● Текст для чтения:
________________________________________

21 февраля 2005 года
• Первый разговор с пульмонологом: “Ну, о вреде курения я, наверное, могу не рассказывать”. О. И.: “Расскажите. Талантливо”.
• О. И. в ответ на мое нытье: “Было ли хоть раз, чтобы ты пожалел, что сходил в церковь?”
10 марта 2005 года
• Когда я заставлял о. И. делать что-нибудь медицински-неприятное, он грустно глядел на меня и повторял: “Тефаль, ты думаешь о нас”.
• Вспомнил про “ведь меня не пантера прыжками…” и Данте. Ехали из больницы. О. И. было совсем плохо. Казалось, что и умственно он стал уже не тот (диабет, болезнь Паркинсона?). Только матерился про эмиграцию. Я вспомнил про пантеру, всем известное, Ходасевича. “Это Данте” — сказал о. И. Я решил, что дело совсем плохо, но тут о. И. прочел из Божественной комедии (у Лозинского — рысь) — и я успокоился.
• Странно жить без о. И. Незащищенность.
• М.В. говорила, что о. И. и вправду считал себя самым грешным. Трудно в это поверить, но, видно, так и есть. И боялся, что его не пустят к Тане. (Кто? Кто может не пустить отца к дочери?)
• М.В. сказала, что тайну о том, почему о. И. никогда не говорил о Богоматери, он унес с собой. Но она считает — от целомудрия. О. И. никогда не говорил 1) о своей матери; 2) о ней, М.В., с посторонними; 3) о Богоматери — высшем воплощении женственности.

________________________________________

● Извлечённые записи:
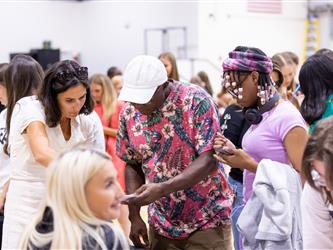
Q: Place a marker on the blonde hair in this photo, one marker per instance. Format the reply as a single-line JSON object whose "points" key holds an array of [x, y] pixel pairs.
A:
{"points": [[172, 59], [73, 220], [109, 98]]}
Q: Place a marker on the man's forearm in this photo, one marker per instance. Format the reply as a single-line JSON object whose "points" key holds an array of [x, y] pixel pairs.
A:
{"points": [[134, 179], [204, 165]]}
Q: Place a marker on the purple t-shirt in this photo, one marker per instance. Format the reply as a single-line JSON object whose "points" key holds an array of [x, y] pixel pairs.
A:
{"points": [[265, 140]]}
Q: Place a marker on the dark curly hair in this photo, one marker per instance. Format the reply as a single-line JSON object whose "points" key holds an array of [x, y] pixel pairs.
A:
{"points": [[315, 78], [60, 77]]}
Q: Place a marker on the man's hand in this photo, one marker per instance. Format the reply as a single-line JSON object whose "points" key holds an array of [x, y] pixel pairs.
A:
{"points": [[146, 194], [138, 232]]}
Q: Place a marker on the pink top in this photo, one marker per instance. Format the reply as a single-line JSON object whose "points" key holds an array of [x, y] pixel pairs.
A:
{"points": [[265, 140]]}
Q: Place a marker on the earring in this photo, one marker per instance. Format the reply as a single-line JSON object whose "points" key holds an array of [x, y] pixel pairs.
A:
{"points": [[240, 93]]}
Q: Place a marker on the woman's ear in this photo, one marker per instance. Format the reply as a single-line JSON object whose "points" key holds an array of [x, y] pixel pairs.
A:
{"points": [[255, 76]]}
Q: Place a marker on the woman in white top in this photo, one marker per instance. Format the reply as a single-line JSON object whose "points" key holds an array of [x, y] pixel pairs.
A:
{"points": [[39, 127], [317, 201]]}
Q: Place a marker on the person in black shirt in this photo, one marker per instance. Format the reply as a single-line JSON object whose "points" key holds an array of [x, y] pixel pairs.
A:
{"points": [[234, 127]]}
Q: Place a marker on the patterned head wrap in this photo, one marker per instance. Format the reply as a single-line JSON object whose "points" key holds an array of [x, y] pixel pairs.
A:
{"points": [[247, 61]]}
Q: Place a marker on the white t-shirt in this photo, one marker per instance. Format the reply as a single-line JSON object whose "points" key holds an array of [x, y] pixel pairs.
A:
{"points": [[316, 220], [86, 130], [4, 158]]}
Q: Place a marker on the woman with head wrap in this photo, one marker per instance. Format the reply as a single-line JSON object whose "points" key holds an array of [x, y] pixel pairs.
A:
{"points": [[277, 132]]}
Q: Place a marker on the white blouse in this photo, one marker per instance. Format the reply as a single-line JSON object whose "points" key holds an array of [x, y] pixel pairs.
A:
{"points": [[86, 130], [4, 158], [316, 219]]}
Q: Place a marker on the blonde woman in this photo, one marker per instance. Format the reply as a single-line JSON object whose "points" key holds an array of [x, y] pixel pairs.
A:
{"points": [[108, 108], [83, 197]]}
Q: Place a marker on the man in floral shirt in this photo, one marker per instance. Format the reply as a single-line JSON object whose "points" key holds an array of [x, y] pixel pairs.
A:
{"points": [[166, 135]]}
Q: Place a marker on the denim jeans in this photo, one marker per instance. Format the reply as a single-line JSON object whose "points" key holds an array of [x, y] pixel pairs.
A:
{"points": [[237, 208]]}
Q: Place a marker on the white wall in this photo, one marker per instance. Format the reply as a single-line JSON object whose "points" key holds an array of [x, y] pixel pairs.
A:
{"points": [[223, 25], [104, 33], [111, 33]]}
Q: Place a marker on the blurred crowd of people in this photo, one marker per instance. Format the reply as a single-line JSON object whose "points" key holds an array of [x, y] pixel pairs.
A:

________________________________________

● Задание:
Обновите отрезок текста от слов «21 февраля 2005» до слов «и я успокоился.» включительно, заменив «пульмонологом» на «терапевтом». Записи представляют собой отдельный материал, не связанный с текстом.

● Ответ:
21 февраля 2005 года
• Первый разговор с терапевтом: “Ну, о вреде курения я, наверное, могу не рассказывать”. О. И.: “Расскажите. Талантливо”.
• О. И. в ответ на мое нытье: “Было ли хоть раз, чтобы ты пожалел, что сходил в церковь?”
10 марта 2005 года
• Когда я заставлял о. И. делать что-нибудь медицински-неприятное, он грустно глядел на меня и повторял: “Тефаль, ты думаешь о нас”.
• Вспомнил про “ведь меня не пантера прыжками…” и Данте. Ехали из больницы. О. И. было совсем плохо. Казалось, что и умственно он стал уже не тот (диабет, болезнь Паркинсона?). Только матерился про эмиграцию. Я вспомнил про пантеру, всем известное, Ходасевича. “Это Данте” — сказал о. И. Я решил, что дело совсем плохо, но тут о. И. прочел из Божественной комедии (у Лозинского — рысь) — и я успокоился.